Types of solutions
Homogeneous means that the components of the mixture form a single phase. The properties of the mixture (concentration, temperature, density, etc) can be uniformly distributed through the volume but only in absence of diffusion phenomena or after their completion. Usually, the substance present in the greatest amount is considered the solvent. Solvents can be gases, liquids, or solids. One or more components present in the solution other than the solvent are called solutes. The solution has the same physical state as the solvent.
If the solvent is a gas, only gases are dissolved under any given set of conditions. An example of a gaseous solution is air (oxygen and other gases dissolved in nitrogen). Since interactions between molecules play almost no role, dilute gases form rather trivial solutions. In part of the literature, they are not even classified as solutions, but addressed as mixtures.
If the solvent is a liquid, then gases, liquids, and solids can be dissolved. Examples are:
- Gas in liquid:
- Oxygen in water.
- Carbon dioxide in water is a less simple example, because the solution is accompanied by a chemical reaction (formation of ions). Note also that the visible bubbles in carbonated water are not the dissolved gas, but only an effervescence of carbon dioxide that has come out of solution; the dissolved gas itself is not visible since it is dissolved on a molecular level.

#####

* Task description
Could you write out, word for word, everything in the solutions text above from "- Carbon dioxide" down to "a molecular level."?

#####

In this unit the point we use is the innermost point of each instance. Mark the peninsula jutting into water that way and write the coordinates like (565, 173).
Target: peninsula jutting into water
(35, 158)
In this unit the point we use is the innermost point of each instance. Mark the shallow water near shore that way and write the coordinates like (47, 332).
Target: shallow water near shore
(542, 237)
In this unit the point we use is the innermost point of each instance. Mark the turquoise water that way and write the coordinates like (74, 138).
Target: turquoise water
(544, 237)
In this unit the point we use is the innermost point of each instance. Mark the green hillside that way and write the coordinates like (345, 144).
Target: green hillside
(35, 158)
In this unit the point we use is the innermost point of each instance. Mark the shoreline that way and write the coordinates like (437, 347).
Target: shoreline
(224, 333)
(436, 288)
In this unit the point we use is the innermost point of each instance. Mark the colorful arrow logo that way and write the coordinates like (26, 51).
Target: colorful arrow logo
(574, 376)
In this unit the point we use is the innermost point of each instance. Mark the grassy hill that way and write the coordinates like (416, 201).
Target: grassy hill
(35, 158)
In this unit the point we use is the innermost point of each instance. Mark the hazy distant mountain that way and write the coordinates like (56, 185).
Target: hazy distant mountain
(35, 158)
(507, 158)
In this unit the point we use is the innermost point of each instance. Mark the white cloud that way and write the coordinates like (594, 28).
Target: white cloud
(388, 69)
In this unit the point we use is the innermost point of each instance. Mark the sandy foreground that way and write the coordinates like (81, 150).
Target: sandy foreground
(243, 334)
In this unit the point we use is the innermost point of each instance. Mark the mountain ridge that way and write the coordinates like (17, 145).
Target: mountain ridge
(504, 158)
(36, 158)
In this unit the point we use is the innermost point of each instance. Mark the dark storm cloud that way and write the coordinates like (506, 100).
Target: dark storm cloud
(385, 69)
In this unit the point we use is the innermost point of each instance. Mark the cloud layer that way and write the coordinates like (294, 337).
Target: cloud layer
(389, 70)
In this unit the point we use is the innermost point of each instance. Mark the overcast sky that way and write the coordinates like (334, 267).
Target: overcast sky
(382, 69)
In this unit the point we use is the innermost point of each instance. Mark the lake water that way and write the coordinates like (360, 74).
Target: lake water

#####

* Answer to the problem
- Carbon dioxide in water is a less simple example, because the solution is accompanied by a chemical reaction (formation of ions). Note also that the visible bubbles in carbonated water are not the dissolved gas, but only an effervescence of carbon dioxide that has come out of solution; the dissolved gas itself is not visible since it is dissolved on a molecular level.